→ **Given data**:
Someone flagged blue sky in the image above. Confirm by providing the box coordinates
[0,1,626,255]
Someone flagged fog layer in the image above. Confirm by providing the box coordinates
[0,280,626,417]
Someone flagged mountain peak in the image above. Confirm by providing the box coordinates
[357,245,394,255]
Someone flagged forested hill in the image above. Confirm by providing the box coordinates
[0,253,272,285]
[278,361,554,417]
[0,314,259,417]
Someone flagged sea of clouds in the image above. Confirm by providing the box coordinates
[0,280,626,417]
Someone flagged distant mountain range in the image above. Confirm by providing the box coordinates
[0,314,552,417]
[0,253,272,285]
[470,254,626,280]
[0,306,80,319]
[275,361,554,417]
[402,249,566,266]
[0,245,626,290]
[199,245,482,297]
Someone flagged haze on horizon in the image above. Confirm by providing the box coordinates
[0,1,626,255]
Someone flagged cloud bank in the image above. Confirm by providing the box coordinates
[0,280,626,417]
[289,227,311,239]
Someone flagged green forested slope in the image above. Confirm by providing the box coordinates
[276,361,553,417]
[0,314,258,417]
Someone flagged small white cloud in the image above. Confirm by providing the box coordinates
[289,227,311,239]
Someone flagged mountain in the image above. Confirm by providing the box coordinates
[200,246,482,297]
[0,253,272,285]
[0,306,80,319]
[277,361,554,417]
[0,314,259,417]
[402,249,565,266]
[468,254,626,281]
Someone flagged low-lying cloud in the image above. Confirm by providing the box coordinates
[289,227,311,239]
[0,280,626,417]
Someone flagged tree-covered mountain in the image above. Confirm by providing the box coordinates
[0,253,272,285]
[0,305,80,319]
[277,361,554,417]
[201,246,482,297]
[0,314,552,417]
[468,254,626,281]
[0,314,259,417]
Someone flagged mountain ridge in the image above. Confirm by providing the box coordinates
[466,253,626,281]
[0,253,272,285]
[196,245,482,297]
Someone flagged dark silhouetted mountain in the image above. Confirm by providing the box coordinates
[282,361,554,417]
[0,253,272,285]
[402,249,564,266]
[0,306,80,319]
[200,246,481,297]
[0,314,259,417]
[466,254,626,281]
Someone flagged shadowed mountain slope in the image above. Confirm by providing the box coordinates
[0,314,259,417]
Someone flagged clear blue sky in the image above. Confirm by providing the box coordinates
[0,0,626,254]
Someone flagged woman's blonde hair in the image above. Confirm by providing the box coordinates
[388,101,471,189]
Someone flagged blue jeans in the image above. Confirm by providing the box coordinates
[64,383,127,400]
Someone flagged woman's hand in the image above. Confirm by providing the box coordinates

→ **What is asked**:
Copy everything from the line containing "Someone flagged blue jeans" down to the end of the listing, requests included, and shift every box coordinate in the answers up by 77.

→ **Solution for this exercise**:
Someone flagged blue jeans in the image above. Confirm by providing the box coordinates
[141,460,204,477]
Someone flagged woman's hand in the image above. Confirm by providing the box coordinates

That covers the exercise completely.